=== The exercise ===
Pull from the listing below, word for word, the lines that start at the one containing "TARGET = chimney" and end after the one containing "[(253, 185), (913, 191), (401, 164)]".

— START OF Records —

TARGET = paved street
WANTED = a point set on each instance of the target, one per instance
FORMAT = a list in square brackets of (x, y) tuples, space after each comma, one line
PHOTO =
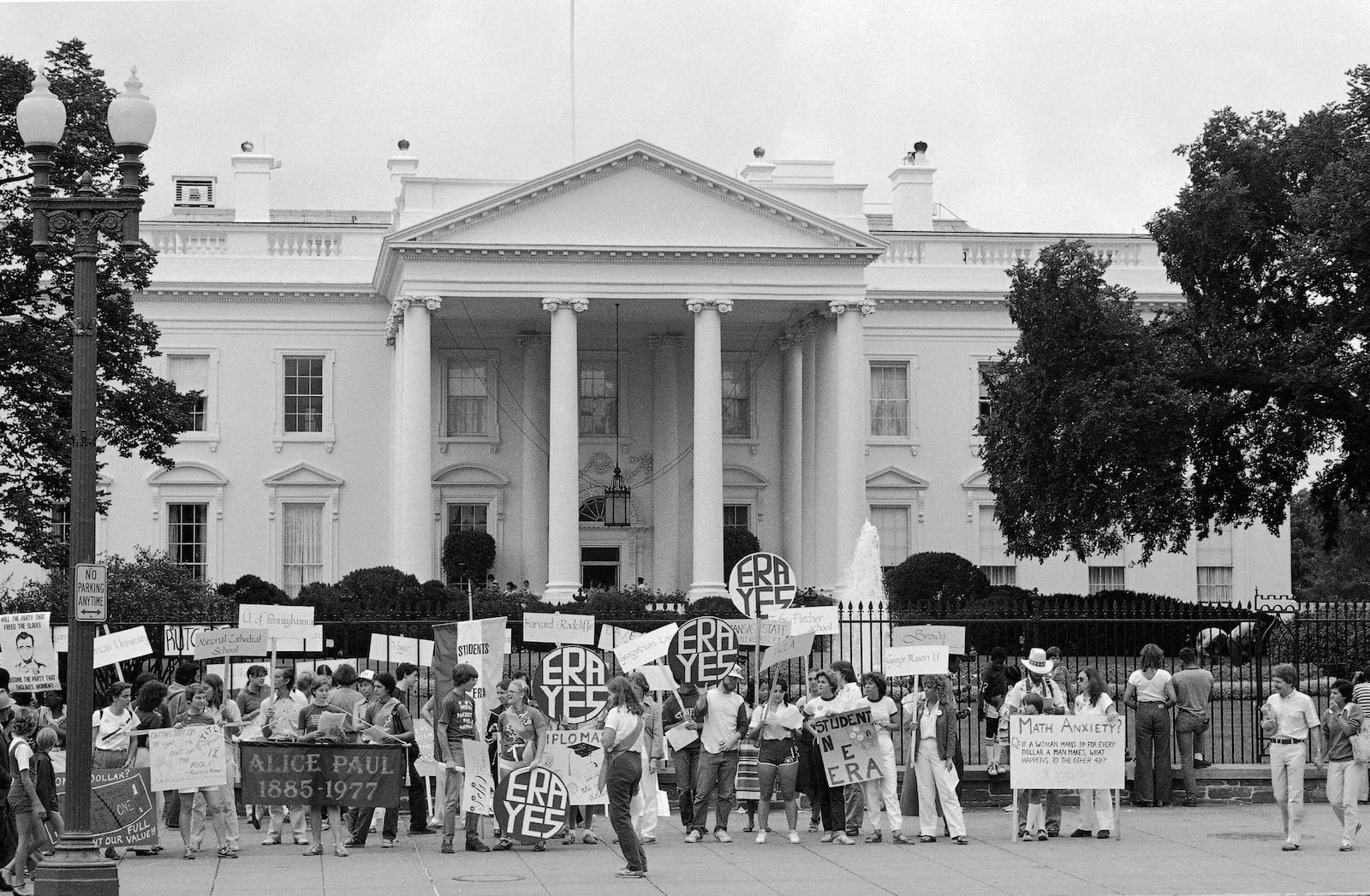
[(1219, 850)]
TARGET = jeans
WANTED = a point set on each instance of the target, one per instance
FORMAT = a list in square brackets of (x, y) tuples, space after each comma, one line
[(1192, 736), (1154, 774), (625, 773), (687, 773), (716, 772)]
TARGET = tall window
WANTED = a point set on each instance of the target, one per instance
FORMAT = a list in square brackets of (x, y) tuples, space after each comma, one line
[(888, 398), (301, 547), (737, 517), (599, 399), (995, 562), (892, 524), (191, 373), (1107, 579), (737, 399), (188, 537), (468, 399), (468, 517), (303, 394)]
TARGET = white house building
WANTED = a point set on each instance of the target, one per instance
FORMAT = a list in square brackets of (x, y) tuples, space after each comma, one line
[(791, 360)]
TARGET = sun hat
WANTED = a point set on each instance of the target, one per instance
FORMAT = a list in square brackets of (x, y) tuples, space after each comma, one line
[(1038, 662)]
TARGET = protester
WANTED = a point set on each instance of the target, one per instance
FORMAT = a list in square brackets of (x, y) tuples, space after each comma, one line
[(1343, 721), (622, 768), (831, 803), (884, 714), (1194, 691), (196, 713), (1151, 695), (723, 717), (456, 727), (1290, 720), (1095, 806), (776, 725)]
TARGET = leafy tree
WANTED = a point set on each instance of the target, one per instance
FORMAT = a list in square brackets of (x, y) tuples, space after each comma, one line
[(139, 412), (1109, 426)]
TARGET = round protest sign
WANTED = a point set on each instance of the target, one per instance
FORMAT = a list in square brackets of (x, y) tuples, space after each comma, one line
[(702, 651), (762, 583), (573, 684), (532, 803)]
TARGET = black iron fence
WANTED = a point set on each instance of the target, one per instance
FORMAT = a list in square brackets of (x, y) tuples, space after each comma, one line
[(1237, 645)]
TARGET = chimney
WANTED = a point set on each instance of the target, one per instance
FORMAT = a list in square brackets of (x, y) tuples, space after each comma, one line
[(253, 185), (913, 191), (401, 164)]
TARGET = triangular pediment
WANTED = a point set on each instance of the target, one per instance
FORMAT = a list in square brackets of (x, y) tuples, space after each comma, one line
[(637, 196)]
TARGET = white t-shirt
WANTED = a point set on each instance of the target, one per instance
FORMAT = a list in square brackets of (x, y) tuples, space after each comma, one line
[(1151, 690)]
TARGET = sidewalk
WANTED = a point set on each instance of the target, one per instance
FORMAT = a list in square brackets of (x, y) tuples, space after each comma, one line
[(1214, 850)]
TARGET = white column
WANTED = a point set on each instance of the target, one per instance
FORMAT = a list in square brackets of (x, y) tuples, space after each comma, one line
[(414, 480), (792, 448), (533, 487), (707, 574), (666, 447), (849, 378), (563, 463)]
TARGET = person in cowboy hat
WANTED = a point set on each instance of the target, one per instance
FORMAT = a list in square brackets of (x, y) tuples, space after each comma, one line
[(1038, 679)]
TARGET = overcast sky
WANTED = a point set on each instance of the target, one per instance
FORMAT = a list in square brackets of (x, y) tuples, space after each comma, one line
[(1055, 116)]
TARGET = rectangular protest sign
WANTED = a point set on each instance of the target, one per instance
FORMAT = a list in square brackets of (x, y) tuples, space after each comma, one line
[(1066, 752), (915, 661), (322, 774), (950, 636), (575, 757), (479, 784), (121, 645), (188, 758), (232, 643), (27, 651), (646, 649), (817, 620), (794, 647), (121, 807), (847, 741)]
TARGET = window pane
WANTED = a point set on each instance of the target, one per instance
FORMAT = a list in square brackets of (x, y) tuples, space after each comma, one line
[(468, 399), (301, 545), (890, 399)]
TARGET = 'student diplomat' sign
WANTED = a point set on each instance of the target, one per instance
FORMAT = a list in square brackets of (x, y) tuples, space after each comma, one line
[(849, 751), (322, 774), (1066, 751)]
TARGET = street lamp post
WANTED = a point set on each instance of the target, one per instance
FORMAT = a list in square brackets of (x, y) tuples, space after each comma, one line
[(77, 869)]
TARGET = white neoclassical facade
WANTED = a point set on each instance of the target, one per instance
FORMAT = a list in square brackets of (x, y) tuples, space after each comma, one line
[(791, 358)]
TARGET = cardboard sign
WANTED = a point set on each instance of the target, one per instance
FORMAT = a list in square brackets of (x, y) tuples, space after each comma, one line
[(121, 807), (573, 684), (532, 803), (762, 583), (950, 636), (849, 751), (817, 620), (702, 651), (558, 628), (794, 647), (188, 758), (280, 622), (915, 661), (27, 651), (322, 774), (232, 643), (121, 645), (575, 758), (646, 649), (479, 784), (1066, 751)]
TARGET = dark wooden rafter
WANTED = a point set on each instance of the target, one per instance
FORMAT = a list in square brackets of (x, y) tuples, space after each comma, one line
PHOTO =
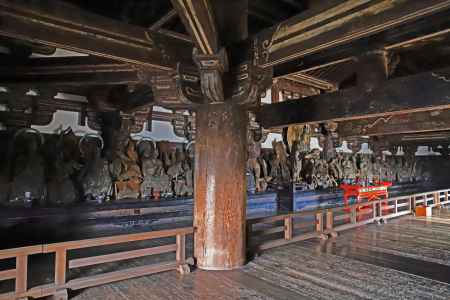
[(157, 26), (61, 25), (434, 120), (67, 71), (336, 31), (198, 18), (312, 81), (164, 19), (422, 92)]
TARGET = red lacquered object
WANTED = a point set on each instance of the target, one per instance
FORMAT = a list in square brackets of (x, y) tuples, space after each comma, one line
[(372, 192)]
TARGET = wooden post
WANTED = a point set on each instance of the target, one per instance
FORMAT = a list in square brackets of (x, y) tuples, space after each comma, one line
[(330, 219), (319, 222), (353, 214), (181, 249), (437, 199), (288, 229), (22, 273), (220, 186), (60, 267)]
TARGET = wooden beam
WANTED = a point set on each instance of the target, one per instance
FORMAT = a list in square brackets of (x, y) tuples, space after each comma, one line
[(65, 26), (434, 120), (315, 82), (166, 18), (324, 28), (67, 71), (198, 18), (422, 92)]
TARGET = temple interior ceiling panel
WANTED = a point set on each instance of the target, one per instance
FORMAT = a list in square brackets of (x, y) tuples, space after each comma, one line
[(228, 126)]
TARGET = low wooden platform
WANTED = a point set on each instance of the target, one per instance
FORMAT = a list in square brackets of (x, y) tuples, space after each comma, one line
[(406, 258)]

— END OF Records —
— START OF Records —

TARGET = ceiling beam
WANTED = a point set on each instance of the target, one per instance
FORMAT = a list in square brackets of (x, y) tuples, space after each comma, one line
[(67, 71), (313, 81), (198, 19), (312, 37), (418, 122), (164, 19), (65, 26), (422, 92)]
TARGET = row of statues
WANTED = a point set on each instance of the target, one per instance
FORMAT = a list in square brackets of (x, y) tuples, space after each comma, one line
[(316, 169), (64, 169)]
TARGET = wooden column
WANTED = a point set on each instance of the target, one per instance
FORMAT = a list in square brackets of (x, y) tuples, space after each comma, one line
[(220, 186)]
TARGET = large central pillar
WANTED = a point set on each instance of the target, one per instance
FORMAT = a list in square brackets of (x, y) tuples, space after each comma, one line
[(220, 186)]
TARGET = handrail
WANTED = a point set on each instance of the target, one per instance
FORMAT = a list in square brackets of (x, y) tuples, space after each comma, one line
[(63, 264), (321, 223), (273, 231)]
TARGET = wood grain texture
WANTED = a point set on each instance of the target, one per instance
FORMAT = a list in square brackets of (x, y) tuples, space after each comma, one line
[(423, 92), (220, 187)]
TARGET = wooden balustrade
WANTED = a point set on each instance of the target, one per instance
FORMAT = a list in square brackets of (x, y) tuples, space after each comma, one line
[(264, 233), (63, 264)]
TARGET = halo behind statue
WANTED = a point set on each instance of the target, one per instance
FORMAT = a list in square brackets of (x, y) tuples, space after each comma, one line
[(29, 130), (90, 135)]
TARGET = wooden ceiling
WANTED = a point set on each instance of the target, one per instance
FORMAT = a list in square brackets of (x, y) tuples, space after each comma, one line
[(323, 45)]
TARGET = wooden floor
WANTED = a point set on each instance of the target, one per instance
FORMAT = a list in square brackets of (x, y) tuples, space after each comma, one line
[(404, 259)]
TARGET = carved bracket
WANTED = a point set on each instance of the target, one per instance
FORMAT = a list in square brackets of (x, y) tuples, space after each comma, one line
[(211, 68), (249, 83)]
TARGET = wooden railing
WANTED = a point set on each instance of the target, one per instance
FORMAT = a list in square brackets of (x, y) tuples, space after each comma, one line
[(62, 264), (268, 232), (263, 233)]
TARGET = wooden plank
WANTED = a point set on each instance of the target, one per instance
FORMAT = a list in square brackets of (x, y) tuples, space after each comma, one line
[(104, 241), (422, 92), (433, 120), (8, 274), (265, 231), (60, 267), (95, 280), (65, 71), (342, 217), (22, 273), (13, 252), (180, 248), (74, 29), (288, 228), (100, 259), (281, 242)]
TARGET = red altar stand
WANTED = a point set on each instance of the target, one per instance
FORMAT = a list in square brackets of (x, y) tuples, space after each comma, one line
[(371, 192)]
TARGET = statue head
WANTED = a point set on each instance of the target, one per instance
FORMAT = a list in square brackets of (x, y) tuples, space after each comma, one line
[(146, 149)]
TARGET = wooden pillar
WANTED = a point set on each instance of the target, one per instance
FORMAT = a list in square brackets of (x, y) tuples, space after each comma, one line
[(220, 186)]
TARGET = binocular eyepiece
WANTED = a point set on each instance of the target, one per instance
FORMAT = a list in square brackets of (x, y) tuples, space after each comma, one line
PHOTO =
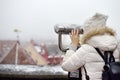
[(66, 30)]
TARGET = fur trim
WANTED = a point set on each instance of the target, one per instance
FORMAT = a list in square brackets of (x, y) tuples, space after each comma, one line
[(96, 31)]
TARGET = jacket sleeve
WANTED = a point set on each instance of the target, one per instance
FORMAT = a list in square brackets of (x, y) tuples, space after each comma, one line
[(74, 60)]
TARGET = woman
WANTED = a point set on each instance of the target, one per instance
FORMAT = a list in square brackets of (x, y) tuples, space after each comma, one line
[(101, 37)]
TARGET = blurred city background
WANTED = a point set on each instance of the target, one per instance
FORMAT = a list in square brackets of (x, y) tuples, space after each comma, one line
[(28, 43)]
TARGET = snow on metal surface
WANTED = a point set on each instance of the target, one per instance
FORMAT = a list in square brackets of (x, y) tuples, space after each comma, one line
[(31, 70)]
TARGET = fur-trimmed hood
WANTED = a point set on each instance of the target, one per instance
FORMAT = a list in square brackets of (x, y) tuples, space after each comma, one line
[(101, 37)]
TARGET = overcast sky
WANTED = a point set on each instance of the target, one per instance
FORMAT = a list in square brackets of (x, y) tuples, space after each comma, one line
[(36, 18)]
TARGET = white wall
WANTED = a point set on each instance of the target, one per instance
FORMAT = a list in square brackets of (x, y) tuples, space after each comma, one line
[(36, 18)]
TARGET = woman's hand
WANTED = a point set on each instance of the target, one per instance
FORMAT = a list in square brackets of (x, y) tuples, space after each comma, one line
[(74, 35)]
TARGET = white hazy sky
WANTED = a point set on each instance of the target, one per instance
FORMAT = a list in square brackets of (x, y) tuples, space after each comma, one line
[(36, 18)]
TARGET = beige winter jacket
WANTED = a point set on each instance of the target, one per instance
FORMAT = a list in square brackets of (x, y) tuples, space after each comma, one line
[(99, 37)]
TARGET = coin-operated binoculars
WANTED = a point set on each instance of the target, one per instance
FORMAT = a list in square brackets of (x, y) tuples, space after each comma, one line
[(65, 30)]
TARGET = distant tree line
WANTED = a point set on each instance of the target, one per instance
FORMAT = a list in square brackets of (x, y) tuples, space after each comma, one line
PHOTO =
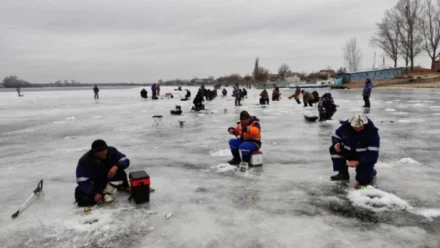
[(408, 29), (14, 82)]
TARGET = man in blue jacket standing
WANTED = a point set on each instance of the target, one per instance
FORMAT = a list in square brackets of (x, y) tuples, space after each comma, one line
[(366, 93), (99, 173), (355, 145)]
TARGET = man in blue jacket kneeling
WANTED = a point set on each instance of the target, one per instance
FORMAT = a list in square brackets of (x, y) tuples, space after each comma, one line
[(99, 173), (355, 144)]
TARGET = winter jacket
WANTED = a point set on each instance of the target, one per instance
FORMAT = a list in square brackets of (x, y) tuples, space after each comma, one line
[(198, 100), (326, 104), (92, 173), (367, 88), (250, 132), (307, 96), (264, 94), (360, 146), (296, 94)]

— END OF Records —
— START OF Records —

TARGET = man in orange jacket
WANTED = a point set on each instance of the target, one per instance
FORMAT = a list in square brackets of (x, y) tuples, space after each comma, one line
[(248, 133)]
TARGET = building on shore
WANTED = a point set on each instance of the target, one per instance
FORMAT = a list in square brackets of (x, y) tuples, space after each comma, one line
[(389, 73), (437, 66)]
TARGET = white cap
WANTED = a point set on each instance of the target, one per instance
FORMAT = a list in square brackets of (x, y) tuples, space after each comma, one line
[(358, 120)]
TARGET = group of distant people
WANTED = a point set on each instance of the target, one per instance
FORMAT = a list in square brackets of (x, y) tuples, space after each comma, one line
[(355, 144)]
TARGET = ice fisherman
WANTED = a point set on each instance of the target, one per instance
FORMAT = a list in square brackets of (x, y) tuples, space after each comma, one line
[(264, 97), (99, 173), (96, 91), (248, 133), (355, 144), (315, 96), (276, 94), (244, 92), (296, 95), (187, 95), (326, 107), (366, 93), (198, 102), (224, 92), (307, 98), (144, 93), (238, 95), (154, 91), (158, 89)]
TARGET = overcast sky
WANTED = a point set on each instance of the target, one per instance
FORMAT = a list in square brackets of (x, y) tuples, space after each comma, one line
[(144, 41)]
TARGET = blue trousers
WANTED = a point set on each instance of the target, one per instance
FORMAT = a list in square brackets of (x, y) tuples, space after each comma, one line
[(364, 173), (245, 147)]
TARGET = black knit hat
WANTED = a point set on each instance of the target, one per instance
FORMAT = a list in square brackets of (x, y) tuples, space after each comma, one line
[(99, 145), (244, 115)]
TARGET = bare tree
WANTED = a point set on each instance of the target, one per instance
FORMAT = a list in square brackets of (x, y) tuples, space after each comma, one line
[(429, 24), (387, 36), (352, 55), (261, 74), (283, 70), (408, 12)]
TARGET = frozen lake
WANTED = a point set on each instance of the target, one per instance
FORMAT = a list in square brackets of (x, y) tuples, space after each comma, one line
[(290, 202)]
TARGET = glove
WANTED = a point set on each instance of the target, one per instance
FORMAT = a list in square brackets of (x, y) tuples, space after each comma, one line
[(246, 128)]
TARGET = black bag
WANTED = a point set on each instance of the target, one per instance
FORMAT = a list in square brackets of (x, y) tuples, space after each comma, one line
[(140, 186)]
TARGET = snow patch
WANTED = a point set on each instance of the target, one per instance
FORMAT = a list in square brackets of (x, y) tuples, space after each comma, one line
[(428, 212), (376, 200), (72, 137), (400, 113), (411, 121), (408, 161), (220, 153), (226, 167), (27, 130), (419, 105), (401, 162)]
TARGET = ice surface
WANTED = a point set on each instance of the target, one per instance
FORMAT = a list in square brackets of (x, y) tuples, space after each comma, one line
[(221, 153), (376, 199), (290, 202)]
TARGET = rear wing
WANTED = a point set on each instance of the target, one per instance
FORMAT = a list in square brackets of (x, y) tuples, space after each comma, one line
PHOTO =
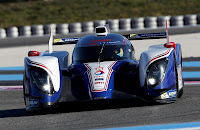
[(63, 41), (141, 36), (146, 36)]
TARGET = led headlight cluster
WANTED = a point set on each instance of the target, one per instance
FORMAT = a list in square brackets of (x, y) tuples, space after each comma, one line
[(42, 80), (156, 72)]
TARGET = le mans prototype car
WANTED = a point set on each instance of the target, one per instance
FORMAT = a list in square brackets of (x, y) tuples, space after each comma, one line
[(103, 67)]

— END OF Records —

=== Response ===
TARGET = chimney
WANTED = a point set on each instance of the target, one per instance
FORMAT = a list in square brackets of (x, y) tuples, space after each comma, one line
[(253, 185), (913, 191), (401, 164)]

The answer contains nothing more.